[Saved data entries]
········

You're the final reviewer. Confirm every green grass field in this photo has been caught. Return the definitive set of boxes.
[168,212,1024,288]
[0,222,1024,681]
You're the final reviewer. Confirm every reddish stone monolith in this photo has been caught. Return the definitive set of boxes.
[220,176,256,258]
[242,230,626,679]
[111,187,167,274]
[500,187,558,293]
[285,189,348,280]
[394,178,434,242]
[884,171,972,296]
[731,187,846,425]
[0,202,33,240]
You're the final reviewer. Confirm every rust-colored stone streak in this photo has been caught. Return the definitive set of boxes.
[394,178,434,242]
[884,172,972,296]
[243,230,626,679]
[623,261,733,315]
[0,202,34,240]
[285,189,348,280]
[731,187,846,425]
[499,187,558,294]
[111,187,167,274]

········

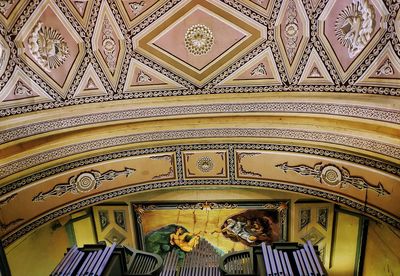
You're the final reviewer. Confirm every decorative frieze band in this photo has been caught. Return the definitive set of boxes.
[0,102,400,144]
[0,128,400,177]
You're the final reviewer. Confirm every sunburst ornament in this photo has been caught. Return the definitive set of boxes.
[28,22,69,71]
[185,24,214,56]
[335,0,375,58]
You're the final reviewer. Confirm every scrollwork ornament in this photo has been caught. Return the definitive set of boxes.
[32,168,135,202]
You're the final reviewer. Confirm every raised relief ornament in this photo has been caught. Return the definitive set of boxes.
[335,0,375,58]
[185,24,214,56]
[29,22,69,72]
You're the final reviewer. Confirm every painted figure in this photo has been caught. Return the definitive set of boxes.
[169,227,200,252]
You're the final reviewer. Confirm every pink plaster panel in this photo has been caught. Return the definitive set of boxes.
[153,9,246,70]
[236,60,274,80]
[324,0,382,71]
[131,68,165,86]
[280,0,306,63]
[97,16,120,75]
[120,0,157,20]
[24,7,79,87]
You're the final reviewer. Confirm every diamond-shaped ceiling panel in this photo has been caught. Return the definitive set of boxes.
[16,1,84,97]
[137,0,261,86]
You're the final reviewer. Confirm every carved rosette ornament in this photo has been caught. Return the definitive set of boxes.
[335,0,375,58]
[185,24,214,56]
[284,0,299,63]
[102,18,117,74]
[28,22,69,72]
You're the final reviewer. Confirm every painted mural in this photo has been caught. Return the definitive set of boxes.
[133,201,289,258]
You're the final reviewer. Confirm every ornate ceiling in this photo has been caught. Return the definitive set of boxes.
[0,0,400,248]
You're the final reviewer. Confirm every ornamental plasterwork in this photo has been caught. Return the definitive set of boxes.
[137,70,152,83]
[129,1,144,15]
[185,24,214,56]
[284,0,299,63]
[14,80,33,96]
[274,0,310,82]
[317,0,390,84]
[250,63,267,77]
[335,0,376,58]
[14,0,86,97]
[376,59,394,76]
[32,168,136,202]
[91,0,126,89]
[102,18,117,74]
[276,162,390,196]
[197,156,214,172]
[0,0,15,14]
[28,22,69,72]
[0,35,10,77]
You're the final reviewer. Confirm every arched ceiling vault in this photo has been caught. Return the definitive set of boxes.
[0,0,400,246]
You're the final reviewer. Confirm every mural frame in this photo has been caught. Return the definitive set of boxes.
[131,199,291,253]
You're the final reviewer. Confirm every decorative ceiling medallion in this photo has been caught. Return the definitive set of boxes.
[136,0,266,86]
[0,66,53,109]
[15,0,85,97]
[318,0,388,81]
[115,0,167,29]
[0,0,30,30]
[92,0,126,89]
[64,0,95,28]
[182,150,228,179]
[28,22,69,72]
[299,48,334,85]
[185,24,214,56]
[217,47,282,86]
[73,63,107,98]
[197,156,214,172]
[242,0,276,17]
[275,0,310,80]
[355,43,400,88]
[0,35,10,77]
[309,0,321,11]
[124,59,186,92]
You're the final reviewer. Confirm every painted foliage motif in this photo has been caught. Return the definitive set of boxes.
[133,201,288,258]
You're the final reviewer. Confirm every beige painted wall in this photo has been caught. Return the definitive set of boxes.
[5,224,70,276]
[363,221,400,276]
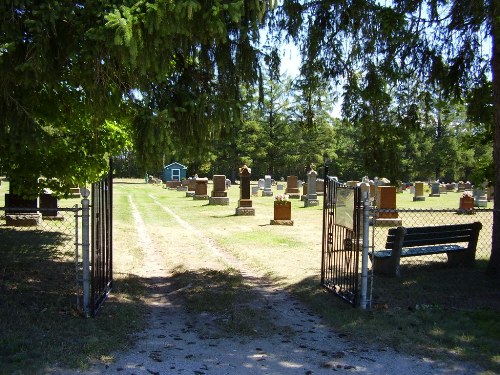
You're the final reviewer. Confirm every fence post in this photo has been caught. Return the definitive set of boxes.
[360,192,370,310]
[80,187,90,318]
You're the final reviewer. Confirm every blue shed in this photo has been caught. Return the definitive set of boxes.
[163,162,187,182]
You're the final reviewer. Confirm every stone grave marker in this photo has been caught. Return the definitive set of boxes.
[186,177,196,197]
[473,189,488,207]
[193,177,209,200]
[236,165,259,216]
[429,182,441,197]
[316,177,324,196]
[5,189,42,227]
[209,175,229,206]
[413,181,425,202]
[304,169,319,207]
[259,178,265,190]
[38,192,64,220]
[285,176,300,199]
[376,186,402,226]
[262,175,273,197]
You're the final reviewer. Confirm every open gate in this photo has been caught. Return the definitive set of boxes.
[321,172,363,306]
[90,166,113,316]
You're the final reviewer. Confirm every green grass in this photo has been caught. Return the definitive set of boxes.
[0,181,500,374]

········

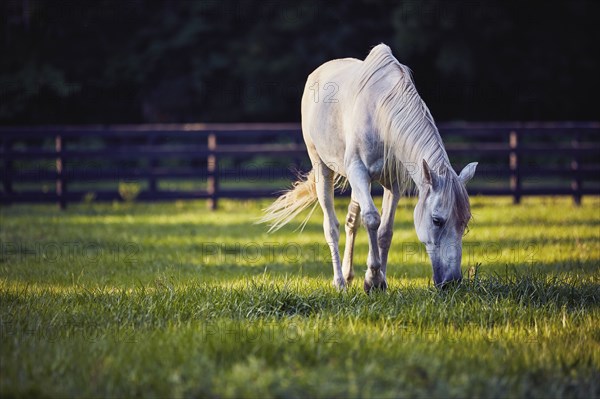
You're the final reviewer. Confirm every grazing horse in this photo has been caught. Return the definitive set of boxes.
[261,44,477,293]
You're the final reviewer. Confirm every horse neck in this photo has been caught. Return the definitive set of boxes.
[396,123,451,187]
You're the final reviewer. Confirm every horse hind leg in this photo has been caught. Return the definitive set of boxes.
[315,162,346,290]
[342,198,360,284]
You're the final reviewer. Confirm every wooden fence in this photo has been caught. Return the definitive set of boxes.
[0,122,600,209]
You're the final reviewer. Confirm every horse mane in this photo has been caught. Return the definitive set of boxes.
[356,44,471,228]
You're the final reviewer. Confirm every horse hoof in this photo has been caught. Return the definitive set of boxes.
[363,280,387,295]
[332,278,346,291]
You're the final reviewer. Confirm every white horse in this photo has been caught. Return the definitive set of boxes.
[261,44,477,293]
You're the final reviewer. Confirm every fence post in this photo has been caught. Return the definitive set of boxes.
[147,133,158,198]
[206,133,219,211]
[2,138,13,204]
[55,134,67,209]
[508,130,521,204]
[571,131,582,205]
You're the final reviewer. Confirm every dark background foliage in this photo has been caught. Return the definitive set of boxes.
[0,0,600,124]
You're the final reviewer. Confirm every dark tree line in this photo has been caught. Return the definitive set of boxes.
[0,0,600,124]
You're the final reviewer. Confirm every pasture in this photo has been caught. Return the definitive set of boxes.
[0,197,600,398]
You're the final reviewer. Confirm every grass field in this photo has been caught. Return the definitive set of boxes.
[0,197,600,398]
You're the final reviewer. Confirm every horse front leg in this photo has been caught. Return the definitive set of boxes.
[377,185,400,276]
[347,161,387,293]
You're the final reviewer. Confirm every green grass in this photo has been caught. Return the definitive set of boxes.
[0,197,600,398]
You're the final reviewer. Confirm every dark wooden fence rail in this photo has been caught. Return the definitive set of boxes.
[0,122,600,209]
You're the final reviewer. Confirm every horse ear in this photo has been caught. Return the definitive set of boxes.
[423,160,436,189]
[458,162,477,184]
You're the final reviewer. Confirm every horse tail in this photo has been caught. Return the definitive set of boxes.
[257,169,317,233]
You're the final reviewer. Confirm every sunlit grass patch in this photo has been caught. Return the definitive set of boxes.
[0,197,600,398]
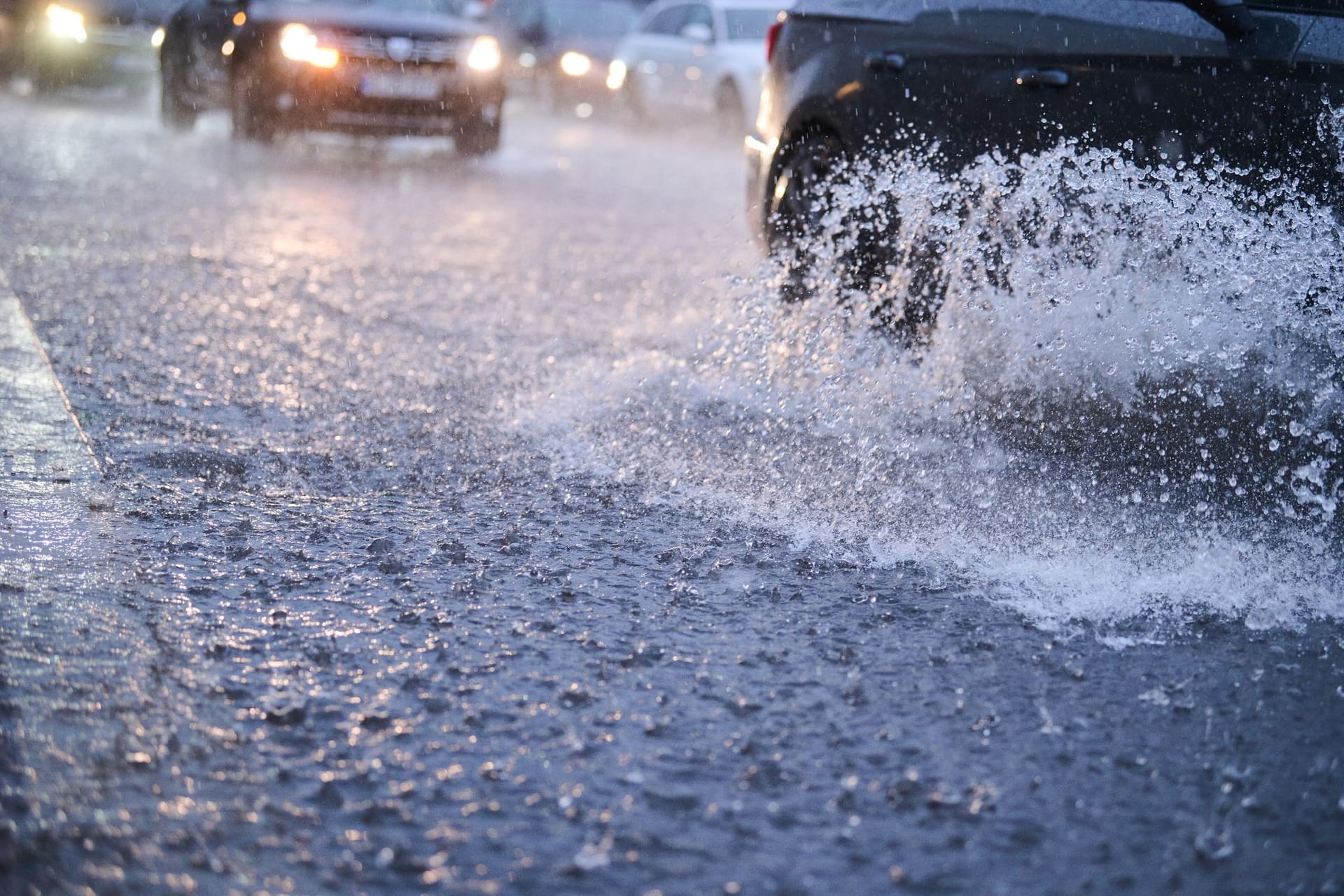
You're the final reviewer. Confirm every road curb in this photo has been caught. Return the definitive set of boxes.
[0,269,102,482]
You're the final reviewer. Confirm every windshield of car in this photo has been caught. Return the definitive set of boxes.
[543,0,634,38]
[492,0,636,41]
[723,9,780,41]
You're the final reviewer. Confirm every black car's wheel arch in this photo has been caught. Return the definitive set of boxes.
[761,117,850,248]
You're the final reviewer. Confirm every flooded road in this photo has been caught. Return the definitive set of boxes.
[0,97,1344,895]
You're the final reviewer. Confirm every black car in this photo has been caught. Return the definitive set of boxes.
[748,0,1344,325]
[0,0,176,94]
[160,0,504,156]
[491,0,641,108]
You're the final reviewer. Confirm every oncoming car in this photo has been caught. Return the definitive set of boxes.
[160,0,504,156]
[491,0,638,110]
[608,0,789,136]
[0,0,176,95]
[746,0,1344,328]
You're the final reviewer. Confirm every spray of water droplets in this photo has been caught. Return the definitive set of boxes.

········

**GIVEN REQUEST:**
Can you copy the listing word for word, from the line containing "You're the final reviewer. Confirm every green grass field" through the line containing "[0,202,33,240]", with both of those lines included?

**SOLUTION FOR THIS EXERCISE:**
You're the final reviewer. Confirm every green grass field in this photo has been caught. Return the definitive set of boxes.
[168,212,1024,288]
[0,222,1024,681]
You're the final reviewer. Confirm every reddish stone monolith in this photo has been caught. Return the definitive set of boxes.
[220,176,256,258]
[242,230,626,679]
[111,187,167,274]
[500,187,558,293]
[285,189,348,280]
[394,178,434,242]
[884,171,972,296]
[731,187,846,425]
[0,202,33,240]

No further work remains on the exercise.